» Text under study

.....

For the first time the complex interplay between bacterial investment strategies and their outcomes has been recreated and analysed by researchers at the University of Sydney and University of Exeter.
The study was published in the journal Ecology Letters.
Co-author Dr Tom Ferenci from the University of Sydney's School of Molecular Bioscience said, "The breakthrough was in using synthetic biology to create identical bacteria but with fixed investment strategies, some investing in growth, some in stress resistance and others in both to various degrees."
"This is the cleanest system yet that precisely defines a relationship between traded objects in a living 'market' and permits the testing of strategies in many different environments."
"Since the 1960s, theories have been available on how decision-making by organisms is related to their survival on one hand or to rapid growth on the other. Both are not possible simultaneously because resources are not sufficient for both. Bacteria, like humans, have limited resources and are constantly faced with decisions on how to invest in their future. Bacteria are hugely successful and have managed to colonise every part of the planet," said Dr Ferenci.
The researchers developed a mathematical model to predict the best way for bacteria to invest resources in a trade-off between growth and stress resistance.
"It has been believed that the decision-making process involves trade-offs that give biological investors different niches to exploit. Now we have proved it," said Dr Ferenci. "With our engineered organisms it has been possible to subject them to a range of different environments with different stresses and growth conditions. We could precisely define, for the first time, the exact nature of bacterial trade-offs."

.....

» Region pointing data
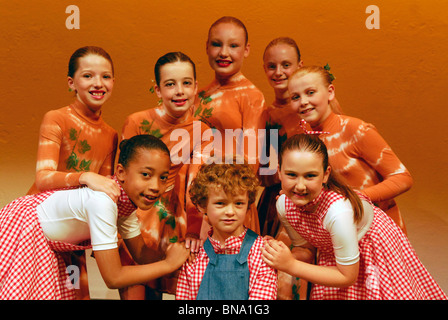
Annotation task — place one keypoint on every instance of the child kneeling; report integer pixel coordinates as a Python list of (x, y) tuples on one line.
[(229, 266)]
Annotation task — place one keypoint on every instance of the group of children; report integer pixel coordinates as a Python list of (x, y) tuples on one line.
[(193, 228)]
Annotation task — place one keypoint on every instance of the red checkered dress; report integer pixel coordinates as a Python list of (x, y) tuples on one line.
[(262, 278), (30, 266), (389, 267)]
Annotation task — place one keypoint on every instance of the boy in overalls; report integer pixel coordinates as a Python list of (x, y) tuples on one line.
[(229, 266)]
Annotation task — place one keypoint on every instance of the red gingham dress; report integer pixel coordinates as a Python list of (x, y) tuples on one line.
[(30, 266), (262, 278), (389, 268)]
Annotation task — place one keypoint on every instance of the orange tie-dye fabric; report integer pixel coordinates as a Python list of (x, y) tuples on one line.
[(363, 158), (236, 105), (70, 144), (173, 216), (287, 122)]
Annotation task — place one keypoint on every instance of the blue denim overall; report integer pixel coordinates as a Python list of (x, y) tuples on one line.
[(227, 275)]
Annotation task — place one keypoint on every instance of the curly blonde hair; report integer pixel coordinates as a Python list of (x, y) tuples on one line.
[(231, 178)]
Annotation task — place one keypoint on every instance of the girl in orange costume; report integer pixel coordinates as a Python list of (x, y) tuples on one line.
[(231, 101), (76, 147), (357, 151), (37, 228), (174, 217)]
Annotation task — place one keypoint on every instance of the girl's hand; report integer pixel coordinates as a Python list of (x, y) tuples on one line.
[(176, 255), (277, 255), (193, 244), (279, 194), (98, 182)]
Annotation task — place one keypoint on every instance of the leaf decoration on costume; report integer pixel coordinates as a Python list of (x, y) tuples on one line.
[(202, 112), (85, 165), (153, 90), (83, 147), (171, 221), (146, 128), (327, 67), (295, 290)]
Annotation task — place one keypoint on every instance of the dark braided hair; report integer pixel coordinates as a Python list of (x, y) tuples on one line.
[(130, 147)]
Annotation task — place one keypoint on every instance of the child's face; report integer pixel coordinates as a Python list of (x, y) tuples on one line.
[(93, 81), (310, 98), (226, 213), (280, 61), (177, 87), (144, 180), (302, 176), (226, 49)]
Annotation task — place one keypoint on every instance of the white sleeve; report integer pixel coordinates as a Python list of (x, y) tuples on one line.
[(129, 227), (340, 224), (295, 237)]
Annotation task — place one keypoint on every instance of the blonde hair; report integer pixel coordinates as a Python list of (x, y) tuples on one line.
[(312, 143), (326, 77), (232, 178), (232, 20), (283, 40)]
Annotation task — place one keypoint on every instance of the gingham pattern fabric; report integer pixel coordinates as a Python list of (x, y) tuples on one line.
[(262, 278), (389, 267), (30, 267)]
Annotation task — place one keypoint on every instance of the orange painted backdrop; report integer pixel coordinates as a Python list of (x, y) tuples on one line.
[(394, 77)]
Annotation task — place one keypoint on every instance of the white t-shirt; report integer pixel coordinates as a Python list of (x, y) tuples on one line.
[(76, 215), (339, 222)]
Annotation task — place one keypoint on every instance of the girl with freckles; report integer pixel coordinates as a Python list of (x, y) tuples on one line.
[(231, 101), (363, 254), (357, 151), (36, 229), (173, 218), (76, 147)]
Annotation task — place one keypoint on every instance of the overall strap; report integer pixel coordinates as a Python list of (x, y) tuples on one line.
[(210, 251), (248, 241)]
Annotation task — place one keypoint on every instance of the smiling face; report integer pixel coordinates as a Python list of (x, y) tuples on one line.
[(226, 213), (145, 176), (310, 97), (177, 88), (302, 176), (93, 82), (226, 49), (280, 61)]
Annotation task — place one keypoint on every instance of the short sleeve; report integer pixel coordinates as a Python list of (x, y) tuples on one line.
[(295, 237), (339, 222), (128, 226)]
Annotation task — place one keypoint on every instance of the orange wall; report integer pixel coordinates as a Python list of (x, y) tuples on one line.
[(393, 77)]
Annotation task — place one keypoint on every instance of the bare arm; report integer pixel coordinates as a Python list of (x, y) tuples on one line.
[(277, 255), (117, 276)]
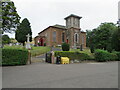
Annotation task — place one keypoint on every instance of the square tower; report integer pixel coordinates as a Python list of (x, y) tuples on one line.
[(73, 30)]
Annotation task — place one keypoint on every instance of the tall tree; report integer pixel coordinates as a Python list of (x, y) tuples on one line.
[(23, 30), (116, 39), (10, 17), (101, 36)]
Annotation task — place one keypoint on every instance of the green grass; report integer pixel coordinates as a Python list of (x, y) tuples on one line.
[(39, 50), (34, 51), (86, 50)]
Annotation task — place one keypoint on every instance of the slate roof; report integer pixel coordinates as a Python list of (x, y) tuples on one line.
[(72, 15), (59, 26), (55, 26)]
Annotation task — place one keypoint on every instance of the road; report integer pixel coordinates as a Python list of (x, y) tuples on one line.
[(44, 75)]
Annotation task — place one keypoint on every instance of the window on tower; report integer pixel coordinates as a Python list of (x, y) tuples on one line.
[(54, 36)]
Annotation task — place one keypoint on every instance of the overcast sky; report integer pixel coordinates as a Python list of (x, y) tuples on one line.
[(44, 13)]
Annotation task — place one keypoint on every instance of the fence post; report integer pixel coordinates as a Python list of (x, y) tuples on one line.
[(29, 57)]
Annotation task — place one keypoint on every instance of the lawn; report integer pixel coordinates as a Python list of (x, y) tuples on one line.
[(39, 50), (86, 50), (34, 51)]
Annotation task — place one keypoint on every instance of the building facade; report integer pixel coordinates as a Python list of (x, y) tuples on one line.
[(58, 34)]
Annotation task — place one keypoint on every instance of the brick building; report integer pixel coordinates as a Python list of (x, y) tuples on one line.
[(58, 34)]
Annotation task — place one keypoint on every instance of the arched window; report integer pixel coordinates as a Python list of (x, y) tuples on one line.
[(76, 37), (54, 36)]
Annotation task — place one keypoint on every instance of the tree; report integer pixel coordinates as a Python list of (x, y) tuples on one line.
[(116, 40), (101, 36), (65, 47), (23, 30), (5, 39), (10, 17)]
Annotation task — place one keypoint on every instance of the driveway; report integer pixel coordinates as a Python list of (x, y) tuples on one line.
[(42, 57), (44, 75)]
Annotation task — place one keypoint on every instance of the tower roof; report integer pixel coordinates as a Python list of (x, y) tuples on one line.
[(72, 15)]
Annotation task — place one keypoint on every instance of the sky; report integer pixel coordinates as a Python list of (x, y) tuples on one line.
[(44, 13)]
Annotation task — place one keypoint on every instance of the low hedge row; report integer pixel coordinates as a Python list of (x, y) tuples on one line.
[(103, 56), (73, 55), (14, 57)]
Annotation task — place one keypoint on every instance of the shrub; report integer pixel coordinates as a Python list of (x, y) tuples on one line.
[(14, 57), (118, 54), (65, 47), (92, 48), (103, 56), (72, 55)]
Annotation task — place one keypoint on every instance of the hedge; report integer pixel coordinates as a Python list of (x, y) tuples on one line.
[(14, 57), (72, 55), (103, 56)]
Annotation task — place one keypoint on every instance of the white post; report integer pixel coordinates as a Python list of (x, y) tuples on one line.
[(28, 40)]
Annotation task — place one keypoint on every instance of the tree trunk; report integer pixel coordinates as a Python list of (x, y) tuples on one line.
[(23, 43)]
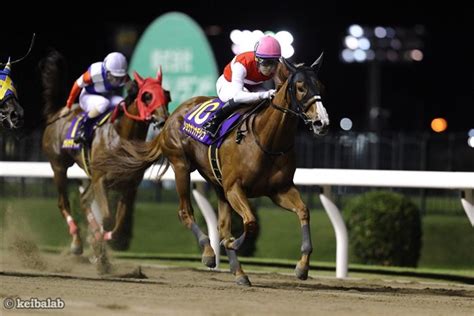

.....

» Questions on the material
**a.** Return the passage of the article on bacterial investment strategies from "The researchers developed" up to and including "and stress resistance.".
**b.** According to the article on bacterial investment strategies, in which journal was the study published?

» Answers by item
**a.**
The researchers developed a mathematical model to predict the best way for bacteria to invest resources in a trade-off between growth and stress resistance.

**b.** Ecology Letters